Could you reproduce the data word for word, starting at its first line and ending at the line that contains "Target: green leafy shrub", with both of those lines included? Leave the pictures out of your answer.

• • • •

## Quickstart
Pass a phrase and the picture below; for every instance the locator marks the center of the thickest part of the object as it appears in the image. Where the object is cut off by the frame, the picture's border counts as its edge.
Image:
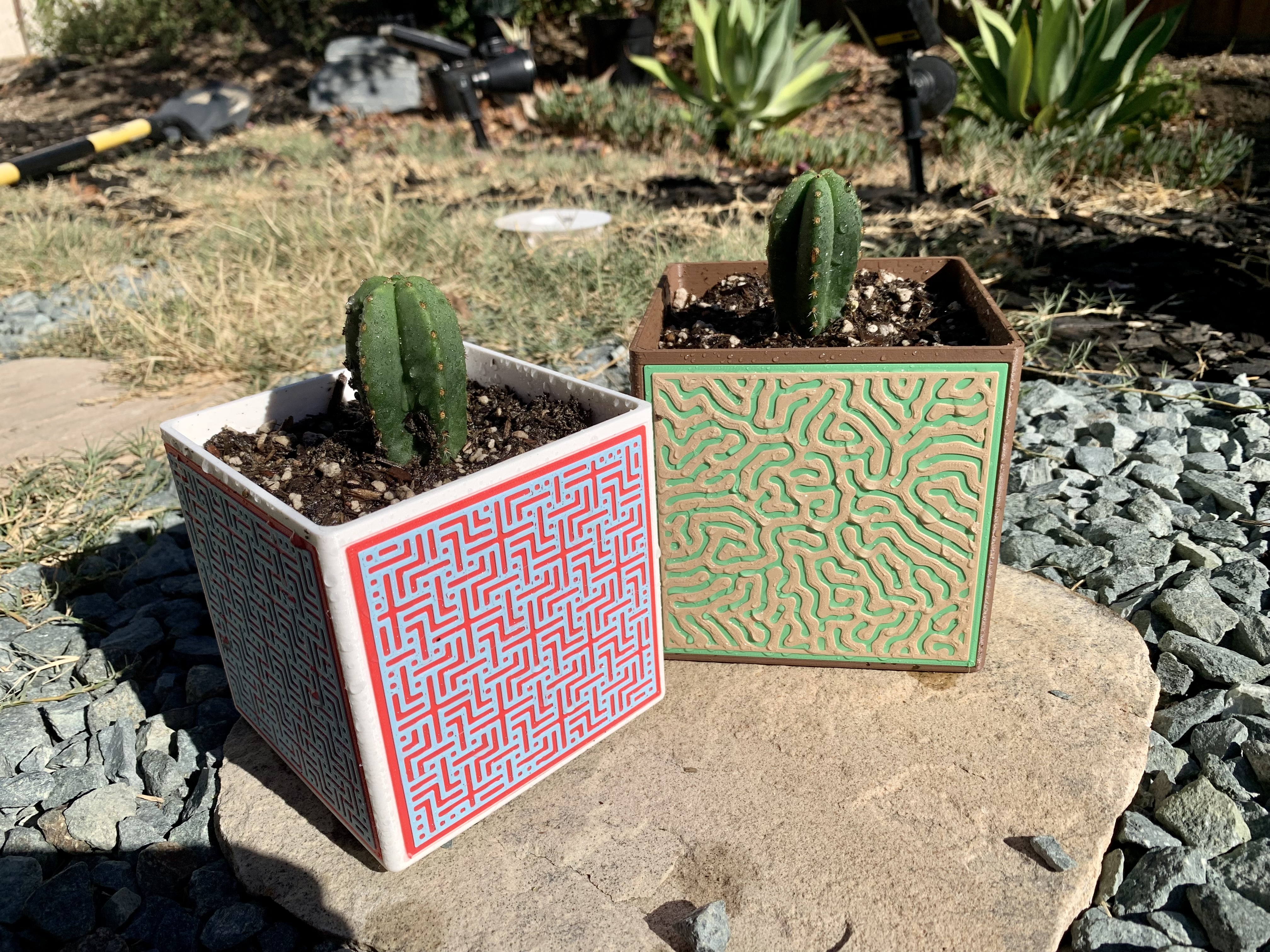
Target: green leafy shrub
(112, 28)
(1063, 65)
(752, 71)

• • • •

§ **Response to the task**
## Quickstart
Pass a phrase and the picture below; for every instance the locator marks the center of the thickest part of the object as it appears in the image. Where the object is cut off by the frame, the picture's border counts as its edge.
Image:
Target: green leafy shrub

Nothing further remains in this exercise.